▶ _TASK REQUIREMENTS_:
Extend the article on the end of cash bail in Illinois, picking up after its last paragraph.

* Begin TEXT PASSAGE *

What really happens when cash bail ends? Task force preparing, but amendments may come
SPRINGFIELD — Beginning Jan. 1, 2023, cash bail will be abolished in Illinois.
The measure that will eliminate it has been on the books since early 2021, giving the justice system two years to plan for the major overhaul of the state's pretrial detention system.
It's also given time for the measure to become politicized to a point where the reality of the law has become indistinguishable from the political rhetoric surrounding it.
“As I've said many times, what we want to make sure doesn't happen is that someone who's wealthy and commits a terrible violent crime — it could be, by the way, a wealthy drug dealer — doesn't have an easy time getting bail compared to somebody who maybe commits shoplifting and for a couple of hundred dollars is stuck in jail,” Gov. J.B. Pritzker said at a news conference in August.
But opponents and advocates of the reform agree that beyond simply ending cash bail, the law seeks to reduce the number of people incarcerated before a guilty verdict by limiting the circumstances in which a judge can order pretrial detention.
Republicans and state's attorneys have continued to fight for changes to the law, up to a full repeal, arguing that while the intent may be to empower judges to detain more dangerous individuals, the bill as written is too limiting.

* End TEXT PASSAGE *
* Begin DATA LINES *

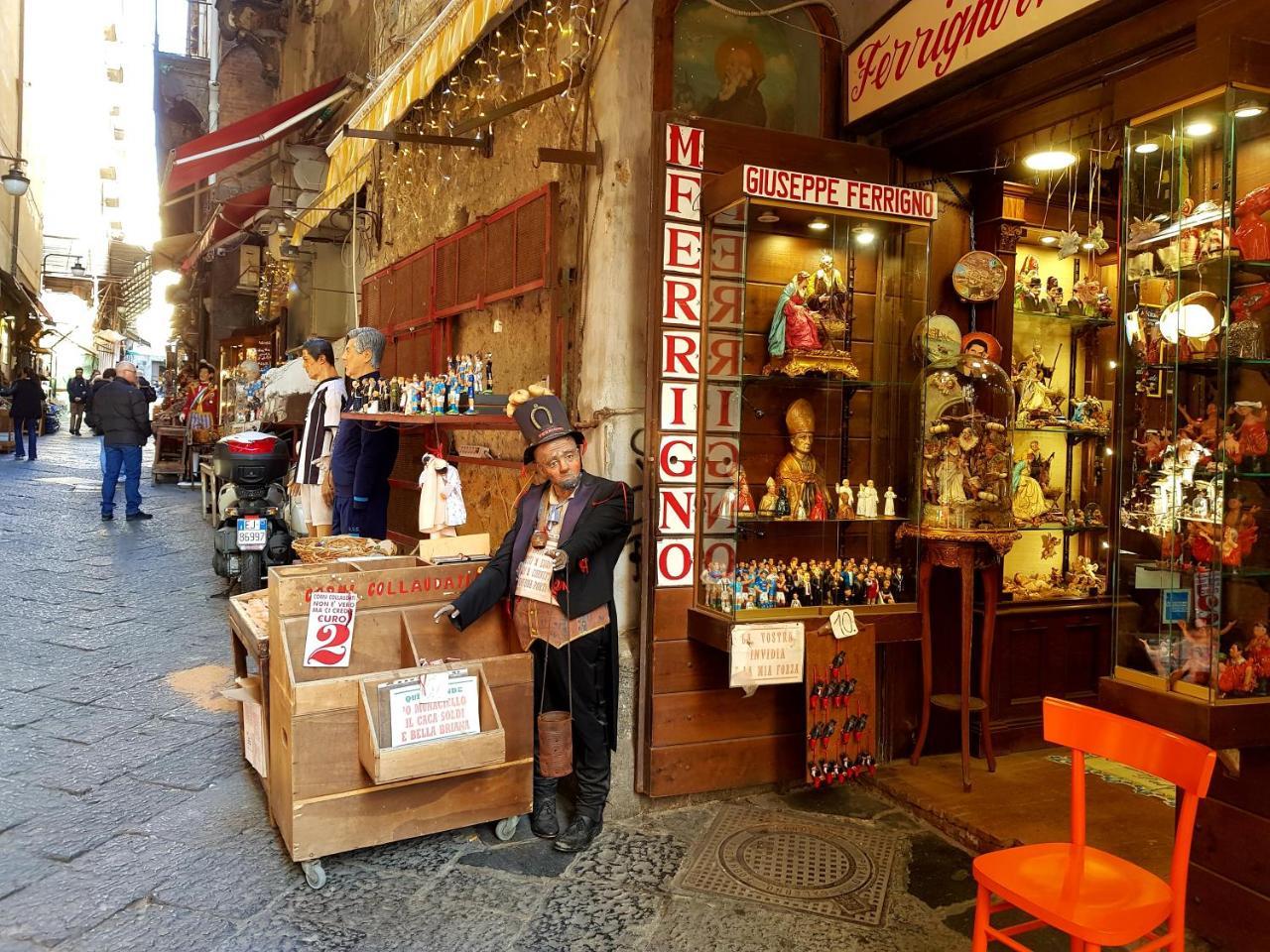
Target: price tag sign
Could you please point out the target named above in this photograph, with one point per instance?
(329, 642)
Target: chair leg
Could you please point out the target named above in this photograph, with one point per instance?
(979, 937)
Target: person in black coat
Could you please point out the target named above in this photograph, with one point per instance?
(363, 453)
(123, 419)
(27, 411)
(76, 391)
(557, 566)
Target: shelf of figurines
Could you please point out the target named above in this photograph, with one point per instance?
(467, 421)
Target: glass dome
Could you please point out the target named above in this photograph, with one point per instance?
(965, 458)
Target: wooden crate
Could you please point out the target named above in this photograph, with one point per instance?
(397, 581)
(443, 756)
(321, 797)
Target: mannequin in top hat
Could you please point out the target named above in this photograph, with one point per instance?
(572, 529)
(363, 453)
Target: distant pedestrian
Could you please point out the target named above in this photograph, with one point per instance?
(77, 389)
(27, 411)
(123, 417)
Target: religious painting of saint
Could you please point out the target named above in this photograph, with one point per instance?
(756, 70)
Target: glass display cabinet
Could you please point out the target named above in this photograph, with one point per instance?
(804, 409)
(1193, 572)
(1061, 375)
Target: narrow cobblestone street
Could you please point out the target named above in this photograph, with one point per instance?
(130, 819)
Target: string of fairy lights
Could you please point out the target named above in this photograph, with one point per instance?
(544, 44)
(276, 278)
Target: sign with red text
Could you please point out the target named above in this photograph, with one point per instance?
(848, 194)
(766, 654)
(329, 639)
(929, 40)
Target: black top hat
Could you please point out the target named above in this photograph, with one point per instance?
(543, 419)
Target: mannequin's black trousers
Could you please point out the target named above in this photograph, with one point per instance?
(588, 658)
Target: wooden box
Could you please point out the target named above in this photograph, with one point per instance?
(321, 797)
(395, 581)
(443, 756)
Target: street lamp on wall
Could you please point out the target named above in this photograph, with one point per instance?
(16, 181)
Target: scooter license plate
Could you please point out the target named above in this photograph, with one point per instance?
(253, 534)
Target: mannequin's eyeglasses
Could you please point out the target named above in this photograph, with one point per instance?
(562, 460)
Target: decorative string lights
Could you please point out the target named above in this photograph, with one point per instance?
(276, 280)
(544, 44)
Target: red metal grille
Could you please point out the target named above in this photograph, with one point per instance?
(371, 315)
(471, 268)
(531, 241)
(499, 254)
(447, 287)
(503, 255)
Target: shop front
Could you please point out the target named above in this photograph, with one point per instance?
(1093, 178)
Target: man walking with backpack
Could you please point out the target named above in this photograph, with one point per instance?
(76, 390)
(123, 419)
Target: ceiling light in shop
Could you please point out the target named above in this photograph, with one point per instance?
(1049, 160)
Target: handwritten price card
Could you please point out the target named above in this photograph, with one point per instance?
(329, 643)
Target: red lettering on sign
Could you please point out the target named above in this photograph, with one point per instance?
(685, 146)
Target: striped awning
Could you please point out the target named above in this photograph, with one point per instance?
(454, 31)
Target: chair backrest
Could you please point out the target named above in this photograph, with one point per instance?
(1184, 763)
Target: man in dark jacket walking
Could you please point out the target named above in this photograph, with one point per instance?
(123, 419)
(76, 390)
(27, 411)
(557, 566)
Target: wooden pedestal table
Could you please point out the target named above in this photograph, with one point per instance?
(966, 551)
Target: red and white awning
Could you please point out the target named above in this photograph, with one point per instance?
(227, 145)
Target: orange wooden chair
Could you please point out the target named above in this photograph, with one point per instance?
(1096, 897)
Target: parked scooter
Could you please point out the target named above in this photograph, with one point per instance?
(253, 534)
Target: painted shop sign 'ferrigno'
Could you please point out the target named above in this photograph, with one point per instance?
(929, 40)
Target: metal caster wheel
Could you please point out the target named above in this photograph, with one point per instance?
(314, 874)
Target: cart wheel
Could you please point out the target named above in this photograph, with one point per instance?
(506, 829)
(314, 874)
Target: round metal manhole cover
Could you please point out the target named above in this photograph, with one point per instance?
(795, 864)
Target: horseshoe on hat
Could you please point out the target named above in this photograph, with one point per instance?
(536, 411)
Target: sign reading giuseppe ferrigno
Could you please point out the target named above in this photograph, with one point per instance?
(928, 40)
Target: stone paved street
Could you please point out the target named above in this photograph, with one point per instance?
(130, 820)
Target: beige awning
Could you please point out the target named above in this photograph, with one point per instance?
(454, 31)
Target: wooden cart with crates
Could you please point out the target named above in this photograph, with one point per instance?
(333, 785)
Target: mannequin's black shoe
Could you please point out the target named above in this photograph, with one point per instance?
(579, 834)
(543, 820)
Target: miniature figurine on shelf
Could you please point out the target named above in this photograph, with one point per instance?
(1259, 653)
(1246, 338)
(1029, 499)
(1236, 675)
(767, 504)
(1057, 303)
(866, 502)
(744, 500)
(798, 471)
(846, 500)
(1251, 235)
(1254, 442)
(794, 327)
(1038, 403)
(828, 298)
(1202, 430)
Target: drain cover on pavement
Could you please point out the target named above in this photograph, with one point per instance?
(802, 862)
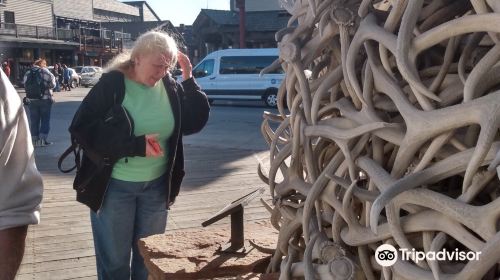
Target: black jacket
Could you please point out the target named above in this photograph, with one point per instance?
(90, 127)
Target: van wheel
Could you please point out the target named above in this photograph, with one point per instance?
(271, 99)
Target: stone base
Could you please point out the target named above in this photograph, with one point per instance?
(195, 253)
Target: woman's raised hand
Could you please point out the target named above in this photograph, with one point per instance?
(185, 65)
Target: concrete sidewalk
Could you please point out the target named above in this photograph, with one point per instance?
(218, 171)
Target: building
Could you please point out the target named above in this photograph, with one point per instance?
(73, 32)
(218, 29)
(27, 32)
(146, 13)
(97, 45)
(257, 5)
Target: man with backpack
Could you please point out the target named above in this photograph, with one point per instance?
(22, 186)
(38, 83)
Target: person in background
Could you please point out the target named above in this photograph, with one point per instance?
(57, 73)
(21, 187)
(6, 69)
(144, 167)
(40, 108)
(66, 78)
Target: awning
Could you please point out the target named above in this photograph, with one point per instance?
(25, 42)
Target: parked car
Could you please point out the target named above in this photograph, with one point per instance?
(233, 74)
(90, 75)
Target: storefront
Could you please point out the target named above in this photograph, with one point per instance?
(22, 52)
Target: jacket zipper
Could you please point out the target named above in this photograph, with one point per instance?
(126, 159)
(129, 126)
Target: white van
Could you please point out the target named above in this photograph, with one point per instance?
(233, 74)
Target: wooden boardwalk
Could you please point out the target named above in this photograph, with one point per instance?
(61, 246)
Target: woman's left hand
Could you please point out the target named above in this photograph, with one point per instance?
(185, 65)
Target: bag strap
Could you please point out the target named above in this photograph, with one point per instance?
(75, 149)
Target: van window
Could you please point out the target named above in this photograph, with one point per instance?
(206, 68)
(246, 64)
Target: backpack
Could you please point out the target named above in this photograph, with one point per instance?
(34, 85)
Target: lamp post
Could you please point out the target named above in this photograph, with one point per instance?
(241, 7)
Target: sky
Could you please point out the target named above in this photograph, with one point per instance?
(184, 11)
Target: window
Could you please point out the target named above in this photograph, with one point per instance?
(204, 69)
(246, 64)
(8, 17)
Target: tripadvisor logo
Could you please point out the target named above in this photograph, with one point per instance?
(387, 255)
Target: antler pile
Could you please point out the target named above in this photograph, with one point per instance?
(394, 138)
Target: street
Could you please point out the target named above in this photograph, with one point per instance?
(221, 166)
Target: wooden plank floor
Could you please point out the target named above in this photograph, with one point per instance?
(61, 246)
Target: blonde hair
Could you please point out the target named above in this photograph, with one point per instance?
(149, 42)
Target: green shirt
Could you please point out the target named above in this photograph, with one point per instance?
(150, 109)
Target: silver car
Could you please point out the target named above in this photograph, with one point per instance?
(90, 75)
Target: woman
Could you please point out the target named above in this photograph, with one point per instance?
(141, 171)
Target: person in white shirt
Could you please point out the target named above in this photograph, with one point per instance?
(21, 184)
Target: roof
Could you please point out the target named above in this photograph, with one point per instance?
(115, 6)
(137, 28)
(141, 3)
(255, 21)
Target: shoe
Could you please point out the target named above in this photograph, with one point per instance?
(44, 142)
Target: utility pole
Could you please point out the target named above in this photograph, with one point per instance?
(241, 7)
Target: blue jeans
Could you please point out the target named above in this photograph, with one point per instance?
(130, 211)
(40, 118)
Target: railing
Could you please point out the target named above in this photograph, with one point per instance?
(88, 38)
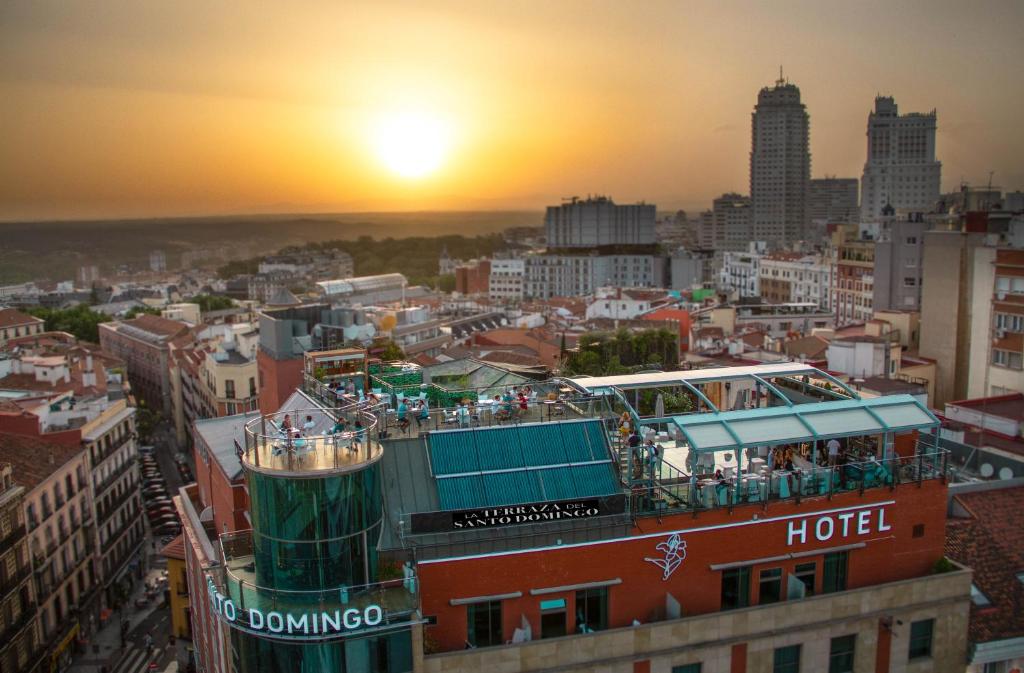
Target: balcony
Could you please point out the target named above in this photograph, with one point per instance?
(12, 630)
(102, 512)
(115, 475)
(12, 582)
(7, 542)
(338, 612)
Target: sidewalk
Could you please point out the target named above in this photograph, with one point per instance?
(108, 639)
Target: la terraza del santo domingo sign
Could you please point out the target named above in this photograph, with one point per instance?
(466, 519)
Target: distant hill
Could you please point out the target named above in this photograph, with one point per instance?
(54, 250)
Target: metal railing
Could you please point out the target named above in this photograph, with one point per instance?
(312, 439)
(668, 488)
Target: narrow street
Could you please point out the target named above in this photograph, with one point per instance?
(105, 653)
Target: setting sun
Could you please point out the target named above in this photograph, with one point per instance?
(412, 143)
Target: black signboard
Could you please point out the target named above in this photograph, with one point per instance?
(563, 510)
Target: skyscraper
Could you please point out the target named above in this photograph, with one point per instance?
(900, 170)
(780, 164)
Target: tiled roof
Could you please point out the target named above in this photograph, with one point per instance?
(175, 548)
(12, 317)
(158, 325)
(34, 460)
(991, 542)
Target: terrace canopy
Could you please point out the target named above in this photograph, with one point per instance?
(776, 425)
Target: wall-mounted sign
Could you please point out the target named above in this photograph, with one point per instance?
(674, 550)
(465, 519)
(841, 524)
(287, 623)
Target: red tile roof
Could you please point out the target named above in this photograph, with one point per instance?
(175, 548)
(12, 317)
(158, 325)
(991, 542)
(34, 460)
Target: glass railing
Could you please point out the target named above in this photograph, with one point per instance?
(322, 614)
(668, 488)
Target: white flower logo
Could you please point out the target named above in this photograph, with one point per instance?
(675, 552)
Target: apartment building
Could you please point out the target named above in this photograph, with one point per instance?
(794, 277)
(14, 324)
(144, 344)
(780, 165)
(19, 638)
(898, 251)
(900, 170)
(853, 284)
(972, 296)
(58, 514)
(506, 282)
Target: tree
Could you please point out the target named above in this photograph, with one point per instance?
(81, 321)
(135, 311)
(208, 302)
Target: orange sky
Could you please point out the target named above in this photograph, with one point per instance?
(136, 109)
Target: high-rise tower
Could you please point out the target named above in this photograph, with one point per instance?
(780, 164)
(900, 170)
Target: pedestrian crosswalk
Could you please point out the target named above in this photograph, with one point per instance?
(134, 661)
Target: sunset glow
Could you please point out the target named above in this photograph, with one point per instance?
(412, 143)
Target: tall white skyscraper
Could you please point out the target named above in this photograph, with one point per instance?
(900, 170)
(780, 164)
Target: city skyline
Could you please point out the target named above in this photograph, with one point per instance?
(176, 114)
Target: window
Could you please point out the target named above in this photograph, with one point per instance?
(805, 573)
(921, 639)
(484, 624)
(735, 588)
(835, 572)
(841, 654)
(786, 660)
(978, 598)
(687, 668)
(770, 590)
(592, 610)
(553, 618)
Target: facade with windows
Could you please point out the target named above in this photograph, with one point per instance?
(901, 170)
(117, 531)
(19, 641)
(58, 518)
(471, 542)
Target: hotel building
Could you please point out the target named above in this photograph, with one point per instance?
(537, 540)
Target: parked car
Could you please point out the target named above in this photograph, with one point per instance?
(168, 529)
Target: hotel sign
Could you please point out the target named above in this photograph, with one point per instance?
(542, 512)
(288, 624)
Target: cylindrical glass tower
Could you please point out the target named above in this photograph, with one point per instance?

* End DATA LINES *

▶ _WRITTEN RESPONSE_:
A nonpartisan task force formed under the Supreme Court, meanwhile, is working to assist with implementation in the justice system ahead of Jan. 1 and has identified unclear or contradictory sections of the bill that lawmakers should reconsider before Jan. 1.
“It is frustrating because many aspects of the statute are not clear,” retired Judge Robbin Stuckert, who chairs the Pretrial Implementation Task Force, said at a July town hall meeting. “They may be vague, gray areas. And again, we are charged by the Supreme Court to assist with implementation.”
The law's sponsors in the General Assembly said they are working with the task force on legislation clarifying some of those matters — particularly when it comes to detainable offenses — for potential passage this fall.
Pretrial detention
The provision to end cash bail, known as the Pretrial Fairness Act, was included in the SAFE-T Act criminal justice reform passed in a January 2021 lame duck session. Short for Safety, Accountability, Fairness and Equity-Today, the SAFE-T Act was a broad-ranging initiative backed by the Illinois Legislative Black Caucus in the wake of a nationwide reckoning with racism in the criminal justice system after the death of George Floyd under the knee of a Minneapolis police officer.
It was passed by the Senate just before 5 a.m. after an all-day session on Jan. 13, 2021, then cleared the House hours later. Pritzker signed it a month later.
It has been amended twice, addressing law enforcement concerns about use-of-force standards, clarifying some pretrial matters and changing language about police body cameras. But provisions regarding cash bail have not been amended since the bill's 2021 passage.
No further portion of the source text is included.